> _Extrait choisi_
Enfin, nous interrogeons Maître Dubreuil sur les Schémas de promotion des achats socialement et écologiquement responsables (SPASER) censés encourager les acheteurs publics à se responsabiliser, souvent perçus comme seulement un verdissement d’image.

Il nous rappelle que le mécanisme des marchés publics tel qu’il existe et provient du droit européen, empêche la prise en compte du facteur environnemental, puisqu’on ne peut pas prendre en compte le critère local lorsqu’on est sur un marché européen où la concurrence se fait au niveau global. « Il faudrait réformer le droit des marchés publics et le droit de la concurrence au niveau européen pour permettre aux Etats de prendre en compte des critères locaux ou environnementaux, ce qui n’est pas le cas à l’heure actuelle ». En effet, les collectivités qui souhaiteraient prendre en compte le local pourraient avoir des contentieux de la part de concurrents évincés sur le fondement de la discrimination. On retrouve ici encore le côté politique du droit de l’environnement.

Il conclut que « cette situation est paradoxale, dans la mesure où le droit européen a d’abord permis de faire évoluer le droit de l’environnement en contraignant l’Etat de manière intéressante, alors que sur le plan économique et de la concurrence, on a l’impression qu’il est en train de venir ralentir un phénomène intéressant de relocalisation ».

> _Consigne à suivre_
D'après l'extrait, pourquoi les collectivités qui voudraient privilégier le local prennent-elles un risque ? Répondez en une à trois phrases.

> _Données extraites_
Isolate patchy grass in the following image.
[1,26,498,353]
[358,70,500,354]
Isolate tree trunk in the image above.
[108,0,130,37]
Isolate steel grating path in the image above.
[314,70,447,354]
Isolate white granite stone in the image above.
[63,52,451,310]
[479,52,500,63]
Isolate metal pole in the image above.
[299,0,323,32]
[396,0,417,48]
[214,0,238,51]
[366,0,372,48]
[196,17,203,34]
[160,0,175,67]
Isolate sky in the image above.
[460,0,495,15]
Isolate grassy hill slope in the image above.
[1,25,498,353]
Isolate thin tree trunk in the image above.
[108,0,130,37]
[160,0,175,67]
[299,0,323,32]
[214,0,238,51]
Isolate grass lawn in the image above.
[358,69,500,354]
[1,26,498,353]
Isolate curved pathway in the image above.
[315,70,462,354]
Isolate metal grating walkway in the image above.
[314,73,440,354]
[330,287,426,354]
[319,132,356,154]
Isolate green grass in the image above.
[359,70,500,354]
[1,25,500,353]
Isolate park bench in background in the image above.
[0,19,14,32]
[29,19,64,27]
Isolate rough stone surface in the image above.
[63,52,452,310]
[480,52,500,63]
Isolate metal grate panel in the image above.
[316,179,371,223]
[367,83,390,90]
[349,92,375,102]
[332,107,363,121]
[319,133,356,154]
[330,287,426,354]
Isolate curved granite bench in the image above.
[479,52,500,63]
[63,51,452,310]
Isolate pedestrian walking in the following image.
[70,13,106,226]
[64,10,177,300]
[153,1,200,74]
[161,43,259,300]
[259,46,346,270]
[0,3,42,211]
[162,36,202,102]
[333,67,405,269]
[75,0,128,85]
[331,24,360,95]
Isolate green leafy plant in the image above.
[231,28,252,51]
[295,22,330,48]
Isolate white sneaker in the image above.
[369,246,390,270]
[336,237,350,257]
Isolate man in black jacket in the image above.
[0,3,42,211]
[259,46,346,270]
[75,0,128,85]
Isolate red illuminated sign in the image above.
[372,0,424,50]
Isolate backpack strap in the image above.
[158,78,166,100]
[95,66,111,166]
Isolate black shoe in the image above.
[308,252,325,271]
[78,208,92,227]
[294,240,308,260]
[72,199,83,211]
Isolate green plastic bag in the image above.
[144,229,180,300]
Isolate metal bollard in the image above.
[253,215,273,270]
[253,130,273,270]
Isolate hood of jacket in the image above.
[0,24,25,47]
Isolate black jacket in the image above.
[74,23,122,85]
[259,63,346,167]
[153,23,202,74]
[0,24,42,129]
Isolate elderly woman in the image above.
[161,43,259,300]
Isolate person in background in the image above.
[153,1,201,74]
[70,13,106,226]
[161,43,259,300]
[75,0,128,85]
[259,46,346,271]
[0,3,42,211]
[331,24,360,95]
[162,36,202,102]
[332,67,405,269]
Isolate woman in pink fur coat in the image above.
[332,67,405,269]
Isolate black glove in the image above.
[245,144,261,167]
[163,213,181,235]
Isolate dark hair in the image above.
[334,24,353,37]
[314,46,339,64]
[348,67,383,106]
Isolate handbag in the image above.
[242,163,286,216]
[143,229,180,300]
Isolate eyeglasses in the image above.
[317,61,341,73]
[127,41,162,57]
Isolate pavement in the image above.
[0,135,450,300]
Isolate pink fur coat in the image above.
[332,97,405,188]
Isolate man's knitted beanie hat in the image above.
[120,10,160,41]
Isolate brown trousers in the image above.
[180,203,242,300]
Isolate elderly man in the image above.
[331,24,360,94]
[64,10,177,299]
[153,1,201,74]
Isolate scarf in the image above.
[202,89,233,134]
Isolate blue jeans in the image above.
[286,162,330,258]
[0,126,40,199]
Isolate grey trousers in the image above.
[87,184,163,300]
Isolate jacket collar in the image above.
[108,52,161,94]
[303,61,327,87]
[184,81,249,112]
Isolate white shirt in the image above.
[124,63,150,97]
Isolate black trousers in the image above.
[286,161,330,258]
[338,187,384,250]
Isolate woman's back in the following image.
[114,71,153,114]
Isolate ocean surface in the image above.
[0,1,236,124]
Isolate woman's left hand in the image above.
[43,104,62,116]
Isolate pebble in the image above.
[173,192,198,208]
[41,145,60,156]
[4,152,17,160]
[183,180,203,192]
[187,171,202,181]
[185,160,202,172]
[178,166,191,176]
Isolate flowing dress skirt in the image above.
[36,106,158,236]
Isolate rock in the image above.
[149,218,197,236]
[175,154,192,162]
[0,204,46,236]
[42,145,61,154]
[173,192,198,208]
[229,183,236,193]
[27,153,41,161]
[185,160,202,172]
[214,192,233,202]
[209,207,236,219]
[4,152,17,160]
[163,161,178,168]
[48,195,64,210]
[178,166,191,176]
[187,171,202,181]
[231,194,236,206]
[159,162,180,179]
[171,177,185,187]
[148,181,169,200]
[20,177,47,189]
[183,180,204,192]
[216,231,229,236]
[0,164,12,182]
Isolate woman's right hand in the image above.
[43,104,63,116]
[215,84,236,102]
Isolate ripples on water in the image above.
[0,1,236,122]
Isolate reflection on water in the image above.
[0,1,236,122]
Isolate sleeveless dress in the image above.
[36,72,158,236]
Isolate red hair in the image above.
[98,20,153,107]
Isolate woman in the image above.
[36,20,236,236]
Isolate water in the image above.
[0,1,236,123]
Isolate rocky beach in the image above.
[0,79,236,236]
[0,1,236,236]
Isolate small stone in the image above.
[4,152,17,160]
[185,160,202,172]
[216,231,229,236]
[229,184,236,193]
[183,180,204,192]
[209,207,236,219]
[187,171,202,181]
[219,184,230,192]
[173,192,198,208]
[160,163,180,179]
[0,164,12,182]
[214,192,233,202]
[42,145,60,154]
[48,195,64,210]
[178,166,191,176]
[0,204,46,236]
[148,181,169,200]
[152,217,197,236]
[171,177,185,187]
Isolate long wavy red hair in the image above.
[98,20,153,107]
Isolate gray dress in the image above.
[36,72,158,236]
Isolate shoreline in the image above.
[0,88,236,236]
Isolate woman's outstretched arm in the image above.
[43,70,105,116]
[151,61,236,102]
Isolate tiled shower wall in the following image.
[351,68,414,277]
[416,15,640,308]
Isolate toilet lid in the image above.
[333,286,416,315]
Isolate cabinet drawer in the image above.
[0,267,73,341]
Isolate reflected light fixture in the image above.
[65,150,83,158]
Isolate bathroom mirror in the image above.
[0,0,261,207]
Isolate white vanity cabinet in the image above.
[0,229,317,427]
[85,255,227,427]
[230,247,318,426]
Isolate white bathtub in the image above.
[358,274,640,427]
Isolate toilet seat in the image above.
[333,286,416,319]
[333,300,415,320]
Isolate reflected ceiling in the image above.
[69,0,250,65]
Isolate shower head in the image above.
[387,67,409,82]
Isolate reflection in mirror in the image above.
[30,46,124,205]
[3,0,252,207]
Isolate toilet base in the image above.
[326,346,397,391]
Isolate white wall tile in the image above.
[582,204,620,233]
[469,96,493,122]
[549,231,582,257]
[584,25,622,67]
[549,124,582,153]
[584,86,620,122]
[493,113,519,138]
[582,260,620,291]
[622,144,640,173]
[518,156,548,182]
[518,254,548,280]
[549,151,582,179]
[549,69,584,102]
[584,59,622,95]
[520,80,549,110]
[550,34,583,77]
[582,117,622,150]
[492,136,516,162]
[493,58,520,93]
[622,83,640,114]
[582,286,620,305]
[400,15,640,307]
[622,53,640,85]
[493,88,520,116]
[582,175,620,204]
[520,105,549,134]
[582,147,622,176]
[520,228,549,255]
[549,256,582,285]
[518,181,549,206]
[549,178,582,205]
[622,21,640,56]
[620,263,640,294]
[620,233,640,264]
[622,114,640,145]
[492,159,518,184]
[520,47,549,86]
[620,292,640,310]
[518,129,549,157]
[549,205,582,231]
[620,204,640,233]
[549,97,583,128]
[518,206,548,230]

> _Réponse_
Elles pourraient faire l'objet de contentieux de la part de concurrents évincés, sur le fondement de la discrimination. En effet, le droit des marchés publics, issu du droit européen, ne permet pas de prendre en compte le critère local, car sur un marché européen la concurrence se fait au niveau global.